*** Opening THE DATA ***

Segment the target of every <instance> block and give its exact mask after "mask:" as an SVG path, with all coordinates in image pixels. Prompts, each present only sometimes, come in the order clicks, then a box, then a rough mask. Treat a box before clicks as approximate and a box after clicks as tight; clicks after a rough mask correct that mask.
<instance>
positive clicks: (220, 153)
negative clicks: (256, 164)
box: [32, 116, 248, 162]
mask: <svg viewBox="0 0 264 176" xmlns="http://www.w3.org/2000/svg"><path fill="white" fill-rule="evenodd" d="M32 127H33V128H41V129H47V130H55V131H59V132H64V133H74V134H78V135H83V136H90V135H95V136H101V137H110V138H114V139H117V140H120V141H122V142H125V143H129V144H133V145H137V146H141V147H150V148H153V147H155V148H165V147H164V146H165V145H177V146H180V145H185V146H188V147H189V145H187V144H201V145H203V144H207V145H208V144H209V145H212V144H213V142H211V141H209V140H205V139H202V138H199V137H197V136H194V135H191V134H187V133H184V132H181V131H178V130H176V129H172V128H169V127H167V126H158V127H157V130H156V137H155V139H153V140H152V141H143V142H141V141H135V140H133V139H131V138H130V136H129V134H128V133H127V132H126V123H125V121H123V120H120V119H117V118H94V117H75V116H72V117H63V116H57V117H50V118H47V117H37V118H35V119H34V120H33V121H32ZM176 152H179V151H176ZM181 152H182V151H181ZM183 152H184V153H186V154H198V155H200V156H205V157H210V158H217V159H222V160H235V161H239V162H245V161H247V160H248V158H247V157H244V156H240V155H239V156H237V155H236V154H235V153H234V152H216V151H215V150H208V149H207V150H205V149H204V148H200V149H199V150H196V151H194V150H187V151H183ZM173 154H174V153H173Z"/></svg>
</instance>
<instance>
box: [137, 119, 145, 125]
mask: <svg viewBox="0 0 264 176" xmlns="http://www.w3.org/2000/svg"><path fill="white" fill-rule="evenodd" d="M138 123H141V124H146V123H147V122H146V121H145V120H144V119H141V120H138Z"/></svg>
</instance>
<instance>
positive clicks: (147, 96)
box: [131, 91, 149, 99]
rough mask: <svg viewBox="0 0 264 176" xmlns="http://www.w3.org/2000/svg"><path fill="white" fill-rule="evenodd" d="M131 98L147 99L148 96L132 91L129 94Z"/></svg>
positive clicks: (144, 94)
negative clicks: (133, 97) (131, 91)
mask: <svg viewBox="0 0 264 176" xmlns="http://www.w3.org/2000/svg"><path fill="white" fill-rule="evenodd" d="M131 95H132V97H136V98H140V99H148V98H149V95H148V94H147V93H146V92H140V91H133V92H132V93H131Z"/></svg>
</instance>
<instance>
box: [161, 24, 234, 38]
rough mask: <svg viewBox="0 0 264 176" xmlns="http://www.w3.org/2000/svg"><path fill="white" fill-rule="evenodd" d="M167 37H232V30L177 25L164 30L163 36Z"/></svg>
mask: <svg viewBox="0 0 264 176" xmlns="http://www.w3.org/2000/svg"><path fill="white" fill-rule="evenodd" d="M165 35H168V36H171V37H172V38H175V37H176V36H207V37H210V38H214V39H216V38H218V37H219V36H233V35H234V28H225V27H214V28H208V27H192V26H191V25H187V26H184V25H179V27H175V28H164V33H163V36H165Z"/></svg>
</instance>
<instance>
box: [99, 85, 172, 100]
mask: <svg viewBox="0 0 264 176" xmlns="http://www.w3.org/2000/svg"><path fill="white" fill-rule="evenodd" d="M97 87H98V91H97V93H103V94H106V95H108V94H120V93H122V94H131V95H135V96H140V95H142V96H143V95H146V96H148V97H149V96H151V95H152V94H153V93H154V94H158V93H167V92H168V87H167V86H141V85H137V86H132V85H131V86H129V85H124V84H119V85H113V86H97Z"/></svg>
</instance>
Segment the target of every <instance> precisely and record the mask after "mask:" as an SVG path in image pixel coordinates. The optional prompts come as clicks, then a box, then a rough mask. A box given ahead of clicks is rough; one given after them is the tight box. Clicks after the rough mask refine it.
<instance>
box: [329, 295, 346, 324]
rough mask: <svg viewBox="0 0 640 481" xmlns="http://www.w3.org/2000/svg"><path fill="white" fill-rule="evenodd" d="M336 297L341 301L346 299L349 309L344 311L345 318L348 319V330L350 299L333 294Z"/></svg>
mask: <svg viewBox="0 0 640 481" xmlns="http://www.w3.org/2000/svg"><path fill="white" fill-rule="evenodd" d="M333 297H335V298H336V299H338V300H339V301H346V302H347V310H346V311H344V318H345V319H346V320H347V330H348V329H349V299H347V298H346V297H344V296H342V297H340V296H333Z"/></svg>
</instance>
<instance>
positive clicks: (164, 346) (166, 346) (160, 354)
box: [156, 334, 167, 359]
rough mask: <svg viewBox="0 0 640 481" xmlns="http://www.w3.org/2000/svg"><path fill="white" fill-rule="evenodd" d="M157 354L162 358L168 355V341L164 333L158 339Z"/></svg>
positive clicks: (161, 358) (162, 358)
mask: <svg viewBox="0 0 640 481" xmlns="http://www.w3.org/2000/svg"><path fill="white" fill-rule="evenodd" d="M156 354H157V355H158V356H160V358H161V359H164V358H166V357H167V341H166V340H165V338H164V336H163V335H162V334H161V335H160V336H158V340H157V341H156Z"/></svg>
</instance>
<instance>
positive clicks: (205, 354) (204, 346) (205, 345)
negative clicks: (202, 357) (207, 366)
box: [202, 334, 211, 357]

*** Closing THE DATA ***

### EXERCISE DIRECTIONS
Copy out all of the material above line for line, without changing anything.

### EXERCISE RESPONSE
Segment the target of every <instance> block and give its exact mask after "mask:" as an SVG path, with all coordinates in image pixels. Prompts, each present only sometimes, come in the order clicks, then a box, then a rough mask. Treat a box before clicks as approximate and a box after clicks as tight; clicks after a rough mask correct that mask.
<instance>
positive clicks: (220, 153)
negative clicks: (256, 164)
box: [32, 116, 248, 162]
mask: <svg viewBox="0 0 264 176" xmlns="http://www.w3.org/2000/svg"><path fill="white" fill-rule="evenodd" d="M32 127H33V128H41V129H47V130H55V131H59V132H64V133H74V134H78V135H83V136H90V135H95V136H101V137H110V138H114V139H117V140H120V141H122V142H125V143H129V144H133V145H137V146H141V147H150V148H153V147H155V148H165V147H164V146H165V145H177V146H180V145H185V146H188V147H189V145H187V144H201V145H203V144H207V145H208V144H209V145H212V144H213V142H211V141H209V140H205V139H202V138H199V137H197V136H194V135H191V134H187V133H184V132H181V131H178V130H176V129H172V128H169V127H167V126H158V127H157V130H156V137H155V139H153V140H152V141H143V142H141V141H135V140H133V139H131V138H130V136H129V134H128V133H127V132H126V123H125V121H123V120H120V119H117V118H94V117H75V116H72V117H63V116H57V117H50V118H47V117H37V118H35V119H34V120H33V121H32ZM176 152H179V151H176ZM181 152H182V151H181ZM183 152H184V153H186V154H198V155H200V156H205V157H210V158H217V159H222V160H235V161H239V162H245V161H247V160H248V158H247V157H244V156H240V155H239V156H237V155H236V154H235V153H234V152H216V151H215V150H208V149H207V150H205V149H204V148H200V149H199V150H196V151H194V150H187V151H183ZM173 154H174V153H173Z"/></svg>
</instance>
<instance>
box: [137, 119, 145, 125]
mask: <svg viewBox="0 0 264 176" xmlns="http://www.w3.org/2000/svg"><path fill="white" fill-rule="evenodd" d="M138 123H141V124H146V123H147V122H146V121H145V120H144V119H141V120H138Z"/></svg>
</instance>
<instance>
positive clicks: (147, 96)
box: [131, 91, 149, 99]
rough mask: <svg viewBox="0 0 264 176" xmlns="http://www.w3.org/2000/svg"><path fill="white" fill-rule="evenodd" d="M131 98L147 99L148 96L132 91L129 94Z"/></svg>
positive clicks: (144, 94)
negative clicks: (133, 97) (131, 91)
mask: <svg viewBox="0 0 264 176" xmlns="http://www.w3.org/2000/svg"><path fill="white" fill-rule="evenodd" d="M131 95H132V97H136V98H140V99H148V98H149V95H148V94H147V93H146V92H140V91H133V92H132V93H131Z"/></svg>
</instance>
<instance>
box: [161, 24, 234, 38]
rough mask: <svg viewBox="0 0 264 176" xmlns="http://www.w3.org/2000/svg"><path fill="white" fill-rule="evenodd" d="M167 37H232V30L177 25L164 30L163 36Z"/></svg>
mask: <svg viewBox="0 0 264 176" xmlns="http://www.w3.org/2000/svg"><path fill="white" fill-rule="evenodd" d="M165 35H168V36H171V37H172V38H175V37H176V36H207V37H210V38H214V39H216V38H218V37H219V36H233V35H234V28H225V27H214V28H208V27H192V26H191V25H187V26H184V25H179V27H175V28H164V33H163V36H165Z"/></svg>
</instance>
<instance>
box: [99, 85, 172, 100]
mask: <svg viewBox="0 0 264 176" xmlns="http://www.w3.org/2000/svg"><path fill="white" fill-rule="evenodd" d="M97 87H98V91H97V93H103V94H106V95H108V94H120V93H122V94H131V95H135V96H140V95H142V96H143V95H146V96H148V97H149V96H151V95H152V94H153V93H154V94H158V93H167V92H168V87H167V86H141V85H137V86H132V85H131V86H129V85H124V84H119V85H113V86H97Z"/></svg>
</instance>
Segment the target of every <instance> precisely and record the mask after "mask:" as an SVG path in image pixel coordinates. The optional prompts come as clicks, then a box, then a rough mask. A box given ahead of clicks is rough; one given after them is the tight box. Clicks after the rough mask refine it.
<instance>
box: [329, 295, 346, 324]
rough mask: <svg viewBox="0 0 640 481" xmlns="http://www.w3.org/2000/svg"><path fill="white" fill-rule="evenodd" d="M336 297L341 301L346 299L349 309L344 311L345 318L348 319V330L350 299L333 294Z"/></svg>
mask: <svg viewBox="0 0 640 481" xmlns="http://www.w3.org/2000/svg"><path fill="white" fill-rule="evenodd" d="M333 297H335V298H336V299H338V300H339V301H346V302H347V310H346V311H344V318H345V319H346V320H347V330H348V329H349V299H347V298H346V297H344V296H342V297H340V296H333Z"/></svg>
</instance>
<instance>
positive clicks: (164, 346) (166, 346) (160, 354)
box: [156, 334, 167, 359]
rough mask: <svg viewBox="0 0 640 481" xmlns="http://www.w3.org/2000/svg"><path fill="white" fill-rule="evenodd" d="M157 354L162 358L168 355V341L164 333L158 339Z"/></svg>
positive clicks: (161, 358) (162, 358)
mask: <svg viewBox="0 0 640 481" xmlns="http://www.w3.org/2000/svg"><path fill="white" fill-rule="evenodd" d="M156 354H157V355H158V356H160V358H161V359H164V358H166V357H167V341H166V340H165V338H164V336H163V335H162V334H161V335H160V336H158V340H157V341H156Z"/></svg>
</instance>
<instance>
positive clicks: (205, 354) (204, 346) (205, 345)
negative clicks: (202, 357) (207, 366)
box: [202, 334, 211, 357]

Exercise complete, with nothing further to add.